▶ [What the task requires]:
The exercise calls for a faithful copy of all the data.

◆ ◆ ◆ ◆ ◆

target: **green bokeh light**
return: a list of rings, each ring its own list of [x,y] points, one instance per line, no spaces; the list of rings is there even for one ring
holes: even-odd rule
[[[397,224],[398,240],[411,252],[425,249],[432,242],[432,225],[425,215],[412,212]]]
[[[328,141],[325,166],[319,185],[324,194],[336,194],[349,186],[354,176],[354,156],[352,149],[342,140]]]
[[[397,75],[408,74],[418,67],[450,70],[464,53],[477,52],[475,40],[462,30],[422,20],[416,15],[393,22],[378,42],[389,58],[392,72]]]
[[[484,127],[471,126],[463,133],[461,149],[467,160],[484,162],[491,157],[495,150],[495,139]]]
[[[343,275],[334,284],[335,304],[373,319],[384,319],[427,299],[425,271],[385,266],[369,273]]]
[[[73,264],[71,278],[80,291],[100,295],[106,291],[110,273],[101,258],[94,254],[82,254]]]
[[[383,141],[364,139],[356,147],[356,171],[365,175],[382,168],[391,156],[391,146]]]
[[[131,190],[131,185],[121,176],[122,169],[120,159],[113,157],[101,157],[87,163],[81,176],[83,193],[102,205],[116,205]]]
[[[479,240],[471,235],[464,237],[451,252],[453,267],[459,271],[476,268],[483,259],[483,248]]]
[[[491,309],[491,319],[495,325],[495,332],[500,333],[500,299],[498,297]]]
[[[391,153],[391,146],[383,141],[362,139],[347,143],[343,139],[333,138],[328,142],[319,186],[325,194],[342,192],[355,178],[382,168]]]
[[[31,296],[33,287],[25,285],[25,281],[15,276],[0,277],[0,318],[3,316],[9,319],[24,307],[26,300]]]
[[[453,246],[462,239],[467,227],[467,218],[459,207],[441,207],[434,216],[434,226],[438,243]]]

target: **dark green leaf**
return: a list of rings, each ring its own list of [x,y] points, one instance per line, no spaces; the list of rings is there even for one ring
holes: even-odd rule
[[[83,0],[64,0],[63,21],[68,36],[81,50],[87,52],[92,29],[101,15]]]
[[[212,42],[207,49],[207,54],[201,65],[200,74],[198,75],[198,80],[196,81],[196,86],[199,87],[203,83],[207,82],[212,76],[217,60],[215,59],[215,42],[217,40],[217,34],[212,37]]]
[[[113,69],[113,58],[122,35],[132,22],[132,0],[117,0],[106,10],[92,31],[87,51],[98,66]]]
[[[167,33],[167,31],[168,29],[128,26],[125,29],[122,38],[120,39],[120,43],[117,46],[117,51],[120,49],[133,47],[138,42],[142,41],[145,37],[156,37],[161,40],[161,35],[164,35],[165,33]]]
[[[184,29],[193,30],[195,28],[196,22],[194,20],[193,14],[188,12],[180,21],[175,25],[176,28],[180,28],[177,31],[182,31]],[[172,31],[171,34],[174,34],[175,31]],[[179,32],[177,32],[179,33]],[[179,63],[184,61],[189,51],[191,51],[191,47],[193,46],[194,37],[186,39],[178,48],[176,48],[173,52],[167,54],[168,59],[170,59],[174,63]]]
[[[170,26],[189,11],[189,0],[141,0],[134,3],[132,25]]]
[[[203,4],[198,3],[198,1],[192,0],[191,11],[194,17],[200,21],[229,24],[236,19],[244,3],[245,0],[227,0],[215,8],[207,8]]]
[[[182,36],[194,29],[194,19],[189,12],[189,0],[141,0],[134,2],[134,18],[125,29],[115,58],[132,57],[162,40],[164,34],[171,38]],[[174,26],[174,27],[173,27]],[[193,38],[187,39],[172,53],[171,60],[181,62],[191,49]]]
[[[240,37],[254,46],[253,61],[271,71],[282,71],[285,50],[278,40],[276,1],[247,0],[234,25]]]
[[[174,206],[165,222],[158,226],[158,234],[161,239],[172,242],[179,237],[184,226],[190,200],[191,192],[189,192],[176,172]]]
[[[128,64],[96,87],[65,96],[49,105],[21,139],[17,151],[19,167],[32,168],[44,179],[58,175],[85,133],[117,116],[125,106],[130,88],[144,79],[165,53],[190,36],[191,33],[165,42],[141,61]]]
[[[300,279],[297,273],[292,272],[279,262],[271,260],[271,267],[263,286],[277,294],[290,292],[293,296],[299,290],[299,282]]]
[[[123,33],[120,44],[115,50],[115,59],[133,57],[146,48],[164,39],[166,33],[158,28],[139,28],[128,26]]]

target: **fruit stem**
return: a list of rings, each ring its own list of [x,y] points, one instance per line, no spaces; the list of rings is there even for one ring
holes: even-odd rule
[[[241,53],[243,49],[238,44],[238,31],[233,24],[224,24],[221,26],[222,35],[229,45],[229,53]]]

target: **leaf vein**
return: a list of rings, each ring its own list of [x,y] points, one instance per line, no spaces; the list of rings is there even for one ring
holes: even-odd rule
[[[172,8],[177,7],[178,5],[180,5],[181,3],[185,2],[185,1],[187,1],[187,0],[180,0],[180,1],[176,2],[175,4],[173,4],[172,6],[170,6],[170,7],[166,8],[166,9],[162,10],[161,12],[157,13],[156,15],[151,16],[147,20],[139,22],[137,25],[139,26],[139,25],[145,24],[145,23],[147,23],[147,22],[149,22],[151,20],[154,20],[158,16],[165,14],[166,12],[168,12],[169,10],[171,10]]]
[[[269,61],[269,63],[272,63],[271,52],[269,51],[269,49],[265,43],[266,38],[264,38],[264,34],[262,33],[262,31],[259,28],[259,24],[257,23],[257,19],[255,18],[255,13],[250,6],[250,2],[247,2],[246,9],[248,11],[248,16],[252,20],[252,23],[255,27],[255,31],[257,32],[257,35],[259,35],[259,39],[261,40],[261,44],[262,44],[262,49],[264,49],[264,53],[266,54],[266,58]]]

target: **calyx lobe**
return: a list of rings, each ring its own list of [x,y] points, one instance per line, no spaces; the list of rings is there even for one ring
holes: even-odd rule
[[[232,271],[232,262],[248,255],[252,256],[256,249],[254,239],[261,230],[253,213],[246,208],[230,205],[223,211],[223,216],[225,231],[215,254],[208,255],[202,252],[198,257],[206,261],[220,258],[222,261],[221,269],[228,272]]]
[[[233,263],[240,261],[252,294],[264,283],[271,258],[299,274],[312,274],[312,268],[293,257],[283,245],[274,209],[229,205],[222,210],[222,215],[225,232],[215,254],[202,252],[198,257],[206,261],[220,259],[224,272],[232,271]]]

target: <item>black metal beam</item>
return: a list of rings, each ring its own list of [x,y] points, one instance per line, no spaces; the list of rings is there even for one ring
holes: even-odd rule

◆ ◆ ◆ ◆ ◆

▶ [Result of the task]:
target: **green bokeh light**
return: a list of rings, each ring its own list of [x,y] points, one instance per line, no spaces; the list of rings is there even for one ring
holes: even-odd rule
[[[397,224],[398,240],[411,252],[425,249],[432,242],[432,225],[425,215],[412,212]]]
[[[328,141],[325,166],[319,185],[324,194],[336,194],[349,186],[354,176],[354,156],[352,149],[342,140]]]
[[[397,75],[408,74],[418,67],[450,70],[464,53],[477,52],[475,40],[462,30],[422,20],[416,15],[393,22],[378,42],[389,58],[392,72]]]
[[[484,127],[471,126],[463,133],[461,149],[467,160],[484,162],[491,157],[495,150],[495,139]]]
[[[343,275],[334,284],[335,304],[373,319],[384,319],[427,299],[425,271],[385,266],[369,273]]]
[[[73,264],[71,278],[80,291],[100,295],[106,291],[110,273],[101,258],[94,254],[82,254]]]
[[[383,141],[364,139],[356,147],[356,171],[365,175],[382,168],[391,156],[391,146]]]
[[[131,190],[131,185],[121,176],[122,169],[120,159],[113,157],[101,157],[87,163],[81,176],[83,193],[102,205],[116,205]]]
[[[479,240],[471,235],[464,237],[451,252],[453,267],[459,271],[476,268],[483,259],[483,248]]]
[[[491,309],[491,319],[495,325],[495,332],[500,333],[500,299],[498,297]]]
[[[391,153],[391,146],[383,141],[362,139],[347,143],[343,139],[333,138],[328,142],[319,186],[325,194],[342,192],[355,178],[382,168]]]
[[[31,296],[33,287],[25,285],[25,281],[15,276],[0,277],[0,318],[3,316],[9,319],[24,307],[26,300]]]
[[[453,246],[462,239],[467,227],[467,218],[459,207],[441,207],[434,216],[434,226],[438,243]]]

target: **dark green leaf**
return: a list of rings, each ring its own list of [x,y] points, one instance per line, no spaces; the list of rings is there even for one ring
holes: even-odd rule
[[[83,0],[64,0],[63,21],[68,36],[81,50],[87,52],[92,29],[101,15]]]
[[[212,42],[207,49],[207,54],[201,65],[200,74],[198,75],[198,80],[196,81],[196,86],[199,87],[203,83],[207,82],[212,76],[217,60],[215,59],[215,42],[217,40],[217,34],[212,37]]]
[[[113,69],[113,58],[122,35],[132,22],[132,0],[117,0],[106,10],[92,31],[87,51],[98,66]]]
[[[167,33],[167,31],[168,29],[128,26],[125,29],[122,38],[120,39],[120,43],[117,46],[117,51],[120,49],[133,47],[138,42],[142,41],[145,37],[156,37],[161,40],[161,35],[164,35],[165,33]]]
[[[184,29],[193,30],[195,28],[196,22],[194,20],[193,14],[188,12],[180,21],[175,25],[176,28],[180,28],[177,31],[182,31]],[[172,31],[171,34],[174,34],[175,31]],[[179,32],[177,32],[179,33]],[[179,63],[184,61],[189,51],[191,51],[191,47],[193,46],[194,37],[186,39],[178,48],[176,48],[173,52],[167,54],[168,59],[170,59],[174,63]]]
[[[170,26],[189,11],[189,0],[141,0],[134,3],[132,25]]]
[[[203,4],[198,3],[198,1],[192,0],[191,11],[194,17],[200,21],[229,24],[236,19],[244,3],[245,0],[227,0],[215,8],[207,8]]]
[[[182,36],[194,29],[194,19],[189,12],[189,0],[141,0],[134,2],[134,18],[125,29],[115,58],[132,57],[162,40],[164,34],[171,38]],[[174,26],[174,27],[173,27]],[[193,38],[187,39],[172,53],[171,60],[181,62],[191,49]]]
[[[240,37],[254,46],[253,61],[271,71],[282,71],[285,50],[278,40],[276,1],[247,0],[234,25]]]
[[[174,206],[165,222],[158,226],[158,234],[161,239],[172,242],[179,237],[184,226],[190,200],[191,192],[189,192],[176,172]]]
[[[128,64],[96,87],[65,96],[49,105],[21,139],[17,151],[19,167],[32,168],[44,179],[58,175],[85,133],[117,116],[125,106],[130,88],[144,79],[165,53],[190,36],[191,33],[165,42],[141,61]]]
[[[300,279],[297,273],[292,272],[279,262],[271,260],[271,267],[263,286],[277,294],[290,292],[293,296],[299,290],[299,282]]]
[[[123,33],[120,44],[115,50],[115,59],[133,57],[146,48],[164,39],[166,33],[158,28],[139,28],[128,26]]]

target: **fruit stem**
return: a list of rings, each ring its own list of [x,y] points, one instance per line, no spaces; the list of rings is there even for one ring
holes: even-odd rule
[[[241,53],[243,49],[238,44],[238,31],[233,24],[224,24],[221,26],[222,35],[229,45],[229,53]]]

target: **leaf vein**
return: a list of rings, each ring its own list of [x,y] points, one instance per line, no spaces; the list of rings is there even for one ring
holes: even-odd rule
[[[172,8],[177,7],[178,5],[180,5],[181,3],[185,2],[185,1],[187,1],[187,0],[180,0],[180,1],[176,2],[175,4],[173,4],[172,6],[170,6],[170,7],[166,8],[166,9],[162,10],[161,12],[157,13],[156,15],[151,16],[147,20],[139,22],[137,25],[139,26],[139,25],[145,24],[145,23],[147,23],[147,22],[149,22],[151,20],[154,20],[158,16],[165,14],[166,12],[168,12],[169,10],[171,10]]]
[[[269,61],[269,63],[272,63],[271,52],[269,51],[269,49],[265,43],[266,38],[264,38],[264,34],[262,33],[262,31],[259,28],[259,24],[257,23],[257,19],[255,18],[255,13],[250,6],[250,2],[247,2],[246,9],[248,11],[248,16],[252,20],[252,23],[255,27],[255,31],[257,32],[257,35],[259,35],[259,39],[261,40],[261,44],[262,44],[262,49],[264,49],[264,53],[266,54],[266,58]]]

target: **calyx lobe**
return: a list of rings, each ring its own list of [x,y] points, one instance per line, no spaces; the list of rings is there even for one ring
holes: even-odd rule
[[[232,271],[232,262],[248,255],[252,256],[256,249],[254,239],[261,230],[253,213],[246,208],[230,205],[223,211],[223,216],[225,231],[215,254],[208,255],[202,252],[198,257],[206,261],[220,258],[222,261],[221,269],[228,272]]]
[[[233,263],[240,261],[252,294],[264,283],[271,258],[299,274],[312,274],[312,268],[293,257],[283,245],[274,209],[229,205],[222,210],[222,215],[225,232],[215,254],[202,252],[198,257],[206,261],[220,259],[224,272],[232,271]]]

target: <item>black metal beam</item>
return: a list of rings, each ring its own list of [x,y] points, one instance per line, no spaces; the list of rings is there even for one ring
holes: even-odd rule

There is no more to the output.